What you are asked to do:
Reproduce each of the rows below verbatim, leaving every character unchanged.

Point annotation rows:
○ ○ ○ ○ ○ ○ ○
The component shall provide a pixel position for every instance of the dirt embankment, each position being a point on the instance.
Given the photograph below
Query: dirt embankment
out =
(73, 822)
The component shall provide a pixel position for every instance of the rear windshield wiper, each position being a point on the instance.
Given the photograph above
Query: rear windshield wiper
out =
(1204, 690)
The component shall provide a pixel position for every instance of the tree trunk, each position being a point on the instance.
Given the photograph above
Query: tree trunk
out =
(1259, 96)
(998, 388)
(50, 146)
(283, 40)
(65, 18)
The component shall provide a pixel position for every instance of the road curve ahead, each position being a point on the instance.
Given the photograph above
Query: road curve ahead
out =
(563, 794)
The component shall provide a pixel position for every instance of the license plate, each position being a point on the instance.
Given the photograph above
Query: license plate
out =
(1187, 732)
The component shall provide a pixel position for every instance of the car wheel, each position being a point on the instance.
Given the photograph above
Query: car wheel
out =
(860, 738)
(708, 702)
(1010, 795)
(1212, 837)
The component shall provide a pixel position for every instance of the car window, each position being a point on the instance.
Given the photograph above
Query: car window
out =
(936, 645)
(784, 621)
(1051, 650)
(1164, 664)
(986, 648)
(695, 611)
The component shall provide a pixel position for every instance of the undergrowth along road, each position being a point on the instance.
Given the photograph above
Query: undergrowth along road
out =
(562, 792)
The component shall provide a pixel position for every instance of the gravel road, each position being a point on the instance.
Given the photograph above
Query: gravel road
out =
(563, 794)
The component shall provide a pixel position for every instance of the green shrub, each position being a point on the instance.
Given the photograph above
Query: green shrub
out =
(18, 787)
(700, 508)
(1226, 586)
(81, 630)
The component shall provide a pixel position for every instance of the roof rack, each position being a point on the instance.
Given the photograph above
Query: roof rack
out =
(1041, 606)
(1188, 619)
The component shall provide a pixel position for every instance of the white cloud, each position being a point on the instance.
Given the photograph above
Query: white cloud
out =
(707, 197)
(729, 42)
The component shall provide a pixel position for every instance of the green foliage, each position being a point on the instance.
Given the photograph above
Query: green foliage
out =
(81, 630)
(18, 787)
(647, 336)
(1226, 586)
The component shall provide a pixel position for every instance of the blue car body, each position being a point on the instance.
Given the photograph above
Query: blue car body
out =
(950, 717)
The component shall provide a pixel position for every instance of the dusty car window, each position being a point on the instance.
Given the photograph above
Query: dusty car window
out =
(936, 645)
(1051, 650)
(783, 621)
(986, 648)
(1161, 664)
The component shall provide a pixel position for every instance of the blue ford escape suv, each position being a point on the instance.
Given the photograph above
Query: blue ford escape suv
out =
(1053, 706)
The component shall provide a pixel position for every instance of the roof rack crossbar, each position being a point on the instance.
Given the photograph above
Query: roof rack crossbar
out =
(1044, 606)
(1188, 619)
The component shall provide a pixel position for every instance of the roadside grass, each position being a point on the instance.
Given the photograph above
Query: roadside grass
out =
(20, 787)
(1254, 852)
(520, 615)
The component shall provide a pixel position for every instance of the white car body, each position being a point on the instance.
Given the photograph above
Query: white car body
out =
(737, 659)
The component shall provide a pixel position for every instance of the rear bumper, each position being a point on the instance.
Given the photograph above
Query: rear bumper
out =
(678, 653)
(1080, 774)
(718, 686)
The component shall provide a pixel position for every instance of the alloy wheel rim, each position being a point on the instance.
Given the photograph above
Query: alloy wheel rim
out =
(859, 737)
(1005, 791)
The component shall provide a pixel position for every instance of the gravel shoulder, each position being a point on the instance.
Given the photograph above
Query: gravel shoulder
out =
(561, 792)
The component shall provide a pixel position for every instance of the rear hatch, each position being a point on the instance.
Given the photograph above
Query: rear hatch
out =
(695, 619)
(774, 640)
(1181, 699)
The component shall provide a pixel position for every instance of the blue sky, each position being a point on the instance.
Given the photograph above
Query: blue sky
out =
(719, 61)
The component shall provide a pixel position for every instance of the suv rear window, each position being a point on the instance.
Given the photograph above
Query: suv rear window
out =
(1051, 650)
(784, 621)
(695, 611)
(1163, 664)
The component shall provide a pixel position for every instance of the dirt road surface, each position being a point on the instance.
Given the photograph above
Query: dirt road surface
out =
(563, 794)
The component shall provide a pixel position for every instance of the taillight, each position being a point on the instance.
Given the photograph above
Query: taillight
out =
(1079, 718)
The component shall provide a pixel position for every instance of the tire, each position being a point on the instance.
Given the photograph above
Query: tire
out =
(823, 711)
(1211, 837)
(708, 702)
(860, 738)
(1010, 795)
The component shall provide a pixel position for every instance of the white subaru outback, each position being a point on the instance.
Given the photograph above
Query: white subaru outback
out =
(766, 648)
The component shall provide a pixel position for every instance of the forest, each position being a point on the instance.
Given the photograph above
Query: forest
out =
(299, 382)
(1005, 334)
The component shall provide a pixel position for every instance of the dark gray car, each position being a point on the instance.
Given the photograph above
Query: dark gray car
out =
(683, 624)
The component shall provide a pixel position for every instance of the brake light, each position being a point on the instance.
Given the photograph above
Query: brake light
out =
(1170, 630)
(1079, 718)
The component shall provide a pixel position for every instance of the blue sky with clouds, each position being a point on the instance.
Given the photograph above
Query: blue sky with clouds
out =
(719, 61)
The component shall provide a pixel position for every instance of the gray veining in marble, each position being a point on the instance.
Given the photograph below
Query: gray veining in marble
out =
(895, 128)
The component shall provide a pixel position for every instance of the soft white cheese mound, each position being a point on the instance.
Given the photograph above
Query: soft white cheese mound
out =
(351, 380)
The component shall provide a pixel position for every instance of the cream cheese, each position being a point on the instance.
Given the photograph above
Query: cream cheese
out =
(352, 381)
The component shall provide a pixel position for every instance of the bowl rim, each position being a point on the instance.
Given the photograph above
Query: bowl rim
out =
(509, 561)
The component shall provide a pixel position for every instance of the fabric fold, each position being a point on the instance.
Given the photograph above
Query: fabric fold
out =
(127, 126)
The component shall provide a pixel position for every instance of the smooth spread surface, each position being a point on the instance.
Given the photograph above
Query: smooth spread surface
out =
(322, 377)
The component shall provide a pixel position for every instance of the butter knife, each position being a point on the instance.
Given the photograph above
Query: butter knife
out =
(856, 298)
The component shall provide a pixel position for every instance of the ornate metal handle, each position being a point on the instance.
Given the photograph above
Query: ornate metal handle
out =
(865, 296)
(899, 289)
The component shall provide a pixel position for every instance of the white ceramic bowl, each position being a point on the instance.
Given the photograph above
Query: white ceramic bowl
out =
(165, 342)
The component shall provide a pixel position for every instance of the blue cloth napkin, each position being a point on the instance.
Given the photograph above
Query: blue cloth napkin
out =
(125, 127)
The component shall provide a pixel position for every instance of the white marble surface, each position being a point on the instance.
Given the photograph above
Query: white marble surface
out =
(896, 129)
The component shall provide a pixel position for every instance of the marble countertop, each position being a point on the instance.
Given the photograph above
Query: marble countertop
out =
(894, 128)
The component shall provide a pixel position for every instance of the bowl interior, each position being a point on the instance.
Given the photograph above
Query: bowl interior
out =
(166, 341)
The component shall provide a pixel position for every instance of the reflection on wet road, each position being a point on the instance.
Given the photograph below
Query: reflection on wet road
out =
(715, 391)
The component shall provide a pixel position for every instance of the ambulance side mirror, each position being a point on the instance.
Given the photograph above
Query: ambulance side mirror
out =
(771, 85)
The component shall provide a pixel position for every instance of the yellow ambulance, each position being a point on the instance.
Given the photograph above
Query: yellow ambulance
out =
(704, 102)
○ ○ ○ ○ ○ ○ ○
The response:
The component shall provide a pixel position for every instance of the dirt embankment, each position being a point on the instance.
Given the photograph below
Query: dirt embankment
out =
(73, 822)
The component shall provide a pixel position for every instance of the rear windshield wiper, each position being a point on the instance.
Given the photograph above
Query: rear windshield wiper
out =
(1204, 690)
The component shall provide a pixel position for every instance of the tree trunk, each position being a point on the instance.
Given the photograph above
Query: tree trunk
out =
(1259, 96)
(998, 388)
(50, 146)
(283, 40)
(65, 18)
The component shall provide a pixel position for every instance of the road curve ahead, each position being a point on the instance.
Given the photograph above
Query: road curve ahead
out =
(563, 794)
The component shall provide a pixel position for every instance of the license plate, each position being a point on the instance.
Given the photograph above
Query: license plate
out =
(1187, 732)
The component shall provide a pixel position for every instance of the car wheel, each position being a point on the instance.
Given the photograph above
Query: car wheel
out =
(860, 738)
(708, 702)
(1010, 795)
(1212, 837)
The component shall provide a pixel position for every instance of the car window, each position being a point on the instance.
Given the photograph above
Query: car window
out =
(936, 645)
(784, 621)
(1051, 650)
(1164, 664)
(986, 648)
(695, 611)
The component shall provide a pixel position for every instance of the undergrowth along road, each position being a point on the instance.
Given the photograph above
Query: undergrowth along road
out =
(562, 792)
The component shall provide a pixel position for every instance of the gravel road, each position being a point on the instance.
Given the photograph above
Query: gravel road
out =
(563, 794)
The component shall provide a pixel position for every instance of the green shrub, each position being a point on the instance.
Given the photograph above
Query: green shrub
out =
(18, 787)
(700, 508)
(1226, 586)
(81, 630)
The component shall provide a pixel position for every instance of the roof rack, each position being a point on the instance.
Given the photograph above
Query: roof rack
out =
(1041, 606)
(1188, 619)
The component shall provide a pixel position for every instance of the white cloud, each position being a point on the instance.
Given the photograph above
Query: white cloud
out =
(707, 197)
(729, 42)
The component shall provide a pixel position for every instance of the green foliage, each position being a point on the instance.
Given the photograph above
Query: green foliage
out =
(81, 630)
(18, 787)
(647, 336)
(1226, 586)
The component shall provide a pixel position for every instance of the blue car body, each position being a point on the instance.
Given the photograph above
Query: blue car body
out =
(950, 717)
The component shall provide a pixel position for every instance of the dusty car window, each position being a point on the instance.
Given the photograph above
Query: dusty car window
out =
(936, 645)
(1051, 650)
(783, 621)
(986, 648)
(1161, 664)
The component shall provide a pixel position for every instance of the blue ford escape suv, each position being a point on the instance.
Given the photograph above
Query: blue ford escape suv
out =
(1053, 706)
The component shall provide a pixel position for every instance of the roof rack crossbar, each position being a point on the instance.
Given the photograph above
Query: roof rack crossbar
out =
(1044, 606)
(1188, 619)
The component shall provide a pixel position for every instance of the roadside grass, each position being a point on the instance.
Given the photograph above
Query: roadside grass
out =
(20, 787)
(1254, 852)
(520, 615)
The component shall provide a pixel position for every instance of the white car body, each position being a point on the instance.
Given the photograph above
Query: white car body
out =
(737, 659)
The component shall provide a pixel position for every instance of the rear bumper, each position being a point on the instance.
Given the photograph above
Query: rear bumper
out =
(678, 653)
(1080, 774)
(718, 686)
The component shall provide a pixel position for every instance of the alloy wheel rim, each position being a point on the instance.
Given the photograph above
Query: alloy wheel rim
out =
(859, 737)
(1005, 791)
The component shall provide a pixel position for every instance of the gravel shoulder, each position being a point on the instance.
Given the photograph above
Query: gravel shoulder
out =
(561, 792)
The component shall provide a pixel position for every instance of the rear hatch, each position being a point on the instance.
Given the photograph above
Query: rear hatch
out =
(695, 619)
(774, 640)
(1181, 699)
The component shall provide a pixel position for every instance of the blue sky, each position being a point on the instance.
Given the photograph above
Query: blue sky
out =
(719, 61)
The component shall provide a pixel position for every instance of the suv rear window, each position being a point on the instance.
Given the photograph above
Query: suv rear window
out =
(1051, 650)
(784, 621)
(695, 611)
(1163, 664)
The component shall provide a pixel position for every instance of the dirt road surface, each position being a point on the instance.
Given the photograph above
Query: dirt road surface
out =
(563, 794)
The component shall provide a pixel position for every instance of the taillight, each position being a point on the instance.
Given the photograph above
Query: taillight
out =
(1079, 718)
The component shall provide a pixel position for every instance of the tire, each position being a point on the instance.
Given the photograph above
Query: tire
out =
(823, 711)
(1211, 837)
(708, 702)
(860, 738)
(1010, 795)
The component shall provide a pixel position for every instance of the white subaru outback, each position being a point on the instance.
Given the photograph above
Query: white subaru outback
out =
(766, 648)
The component shall provide a pixel position for every instance of the forest, each position being a point on the instance.
Given the photograph above
Query: forest
out =
(299, 382)
(1005, 334)
The component shall provide a pixel position for every instance of the dark gray car, each position being a point on the instance.
Given the photograph above
Query: dark gray car
out =
(683, 624)
The component shall provide a pixel position for every instance of the brake light, each position being a point on the instance.
Given the photograph above
Query: brake light
out =
(1170, 630)
(1079, 718)
The component shall provide a pixel position for every instance of the blue sky with clouds, each position being a point on the instance.
Given the photograph above
Query: blue sky with clouds
out =
(719, 61)
The component shall provide a pixel position for every instance of the gray veining in marble, each position being a point on the instance.
Given the photograph below
Query: gray veining in marble
out =
(895, 128)
The component shall provide a pixel position for every instance of the soft white cheese mound, each position being a point on the instance.
Given the photograph above
Query: soft white cheese mound
out =
(351, 380)
The component shall provide a pixel position for every instance of the cream cheese, each position being a point on the instance.
Given the photograph above
Query: cream cheese
out =
(352, 381)
The component shall provide a pixel position for every instance of the bowl rim, each position being a point on the instance.
Given the photograph above
Query: bowl rim
out =
(509, 561)
The component shall provide a pixel position for every instance of the fabric fold, each position being a point on the instance.
Given the photograph above
Query: fabric fold
out =
(127, 126)
The component shall provide a pixel position for every instance of the smooth spread surface, each position being a point on the instance.
Given the photograph above
Query: smooth spread surface
out =
(322, 377)
The component shall provide a pixel position for every instance of the butter knife, each position being a point on the instance.
Given the photograph above
Query: butter knife
out =
(856, 298)
The component shall provide a pixel position for every instance of the ornate metal handle, each position being a point on the instance.
Given the photograph above
Query: ornate metal handle
out =
(865, 296)
(899, 289)
The component shall provide a pixel position for every instance of the white ceramic bowl, each position being a point on the instance.
Given the photograph above
Query: white ceramic bowl
out =
(165, 342)
The component shall provide a pixel position for every instance of the blue cloth napkin, each position being a point on the instance.
Given the photograph above
Query: blue cloth napkin
out =
(125, 127)
The component shall provide a pixel position for every instance of the white marble surface, each position being a point on the instance.
Given the photograph above
Query: white marble surface
out =
(896, 129)
The component shall provide a pixel position for every instance of the marble countertop, each position being a point on the instance.
Given the photograph above
Query: marble countertop
out =
(894, 128)
The component shall provide a pixel position for every instance of the bowl interior, each position being a point on the instance.
Given the photograph above
Query: bowl interior
out =
(166, 341)
The component shall provide a pixel position for every instance of the reflection on wet road, each position being a point on the instance.
Given the photograph below
Query: reflection on wet road
out =
(715, 391)
The component shall provide a pixel position for every instance of the ambulance side mirror, each position being a point on the instance.
Given the photograph above
Query: ambulance side mirror
out =
(771, 85)
The component shall provide a pixel position for every instance of the yellow ambulance, each position being a point on the instance.
Given the photograph above
Query: yellow ambulance
out =
(704, 102)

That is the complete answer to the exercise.